(Collection entries)
----

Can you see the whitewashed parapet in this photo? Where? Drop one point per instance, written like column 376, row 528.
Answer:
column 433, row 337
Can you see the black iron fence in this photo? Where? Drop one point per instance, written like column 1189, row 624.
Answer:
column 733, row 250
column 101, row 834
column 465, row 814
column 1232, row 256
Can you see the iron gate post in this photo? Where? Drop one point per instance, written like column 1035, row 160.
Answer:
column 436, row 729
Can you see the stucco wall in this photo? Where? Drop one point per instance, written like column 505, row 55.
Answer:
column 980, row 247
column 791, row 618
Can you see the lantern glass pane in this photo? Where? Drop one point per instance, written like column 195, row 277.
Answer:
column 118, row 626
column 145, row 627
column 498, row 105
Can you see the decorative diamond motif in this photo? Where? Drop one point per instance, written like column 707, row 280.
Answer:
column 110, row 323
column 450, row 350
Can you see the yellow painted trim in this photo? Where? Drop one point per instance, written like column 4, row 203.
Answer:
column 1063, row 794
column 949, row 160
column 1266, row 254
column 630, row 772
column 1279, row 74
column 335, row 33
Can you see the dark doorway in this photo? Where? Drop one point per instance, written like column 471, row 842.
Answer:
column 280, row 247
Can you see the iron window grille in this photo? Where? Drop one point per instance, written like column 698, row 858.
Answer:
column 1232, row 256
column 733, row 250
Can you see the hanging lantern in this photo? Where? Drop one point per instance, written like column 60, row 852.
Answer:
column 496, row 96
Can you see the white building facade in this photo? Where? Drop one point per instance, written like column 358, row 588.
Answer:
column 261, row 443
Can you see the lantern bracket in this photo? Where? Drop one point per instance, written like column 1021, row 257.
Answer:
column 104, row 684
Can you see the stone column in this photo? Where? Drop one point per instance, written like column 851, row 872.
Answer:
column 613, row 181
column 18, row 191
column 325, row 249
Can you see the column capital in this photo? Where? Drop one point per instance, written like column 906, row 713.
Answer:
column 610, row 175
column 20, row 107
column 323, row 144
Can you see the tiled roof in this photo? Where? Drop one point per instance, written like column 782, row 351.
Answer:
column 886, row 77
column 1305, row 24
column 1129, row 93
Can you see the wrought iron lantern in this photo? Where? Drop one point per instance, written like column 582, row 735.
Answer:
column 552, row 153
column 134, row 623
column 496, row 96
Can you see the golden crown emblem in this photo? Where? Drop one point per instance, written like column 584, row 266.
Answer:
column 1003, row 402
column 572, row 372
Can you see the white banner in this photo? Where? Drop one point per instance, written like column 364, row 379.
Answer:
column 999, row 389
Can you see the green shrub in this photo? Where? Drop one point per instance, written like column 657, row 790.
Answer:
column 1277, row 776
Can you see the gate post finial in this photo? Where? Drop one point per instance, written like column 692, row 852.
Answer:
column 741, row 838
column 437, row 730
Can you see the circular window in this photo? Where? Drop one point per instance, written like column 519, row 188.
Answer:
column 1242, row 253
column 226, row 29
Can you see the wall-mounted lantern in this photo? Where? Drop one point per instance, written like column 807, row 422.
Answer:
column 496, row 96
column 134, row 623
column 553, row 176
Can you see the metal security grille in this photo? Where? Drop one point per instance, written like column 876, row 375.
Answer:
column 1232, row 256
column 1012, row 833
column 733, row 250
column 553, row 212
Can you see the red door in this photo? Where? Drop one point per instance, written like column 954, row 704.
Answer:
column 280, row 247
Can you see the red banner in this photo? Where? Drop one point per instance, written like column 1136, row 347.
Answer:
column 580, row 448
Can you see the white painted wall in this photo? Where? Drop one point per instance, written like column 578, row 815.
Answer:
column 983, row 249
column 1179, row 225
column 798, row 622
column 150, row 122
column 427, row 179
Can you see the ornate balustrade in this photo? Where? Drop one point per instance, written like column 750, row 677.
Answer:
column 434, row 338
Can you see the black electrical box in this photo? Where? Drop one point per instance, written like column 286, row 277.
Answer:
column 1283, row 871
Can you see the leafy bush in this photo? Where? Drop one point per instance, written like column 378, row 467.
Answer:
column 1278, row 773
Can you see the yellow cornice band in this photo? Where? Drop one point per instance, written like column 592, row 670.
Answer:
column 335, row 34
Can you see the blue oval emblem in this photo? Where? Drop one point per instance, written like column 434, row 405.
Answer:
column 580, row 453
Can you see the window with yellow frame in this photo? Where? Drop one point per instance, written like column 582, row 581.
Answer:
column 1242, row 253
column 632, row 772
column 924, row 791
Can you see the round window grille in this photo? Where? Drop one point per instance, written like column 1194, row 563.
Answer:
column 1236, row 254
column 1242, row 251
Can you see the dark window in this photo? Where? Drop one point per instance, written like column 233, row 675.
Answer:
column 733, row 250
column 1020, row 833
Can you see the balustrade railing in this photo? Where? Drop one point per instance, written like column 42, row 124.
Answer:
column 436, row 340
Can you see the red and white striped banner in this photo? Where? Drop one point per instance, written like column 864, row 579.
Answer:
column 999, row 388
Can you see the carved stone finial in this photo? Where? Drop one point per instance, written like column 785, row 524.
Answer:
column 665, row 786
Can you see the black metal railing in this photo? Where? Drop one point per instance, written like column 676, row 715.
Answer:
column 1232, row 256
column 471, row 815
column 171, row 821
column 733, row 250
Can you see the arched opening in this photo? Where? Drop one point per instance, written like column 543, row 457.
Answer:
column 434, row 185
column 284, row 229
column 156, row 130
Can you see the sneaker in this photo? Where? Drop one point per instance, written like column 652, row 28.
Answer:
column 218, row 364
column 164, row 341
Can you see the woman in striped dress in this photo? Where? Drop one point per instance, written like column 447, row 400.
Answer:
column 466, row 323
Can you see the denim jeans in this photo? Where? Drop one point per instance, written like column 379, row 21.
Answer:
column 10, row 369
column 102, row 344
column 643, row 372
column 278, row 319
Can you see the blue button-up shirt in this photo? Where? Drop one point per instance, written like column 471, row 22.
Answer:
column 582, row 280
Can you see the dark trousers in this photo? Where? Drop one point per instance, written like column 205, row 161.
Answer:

----

■ **To do**:
In exact wording, restate the lines of the data above from the first through the one holding "Can you see the lantern glass", and stop after that line.

■ **Solution to this task**:
Can you see the whitewashed parapet in this photo? Where? Drop one point per instance, written like column 376, row 528.
Answer:
column 433, row 337
Can you see the black iron fence in this photo? Where? Drop one point per instance, written like column 1189, row 624.
Answer:
column 733, row 250
column 101, row 834
column 465, row 814
column 1232, row 256
Can you see the iron gate post in this photo? Where? Drop one point per instance, written like column 1035, row 160.
Answer:
column 436, row 729
Can you see the stucco wall in this photo? Where? Drop one point per instance, written like column 505, row 55.
Answer:
column 980, row 247
column 791, row 618
Can you see the lantern glass pane in this photo? Where? Drop one point per instance, written like column 195, row 277.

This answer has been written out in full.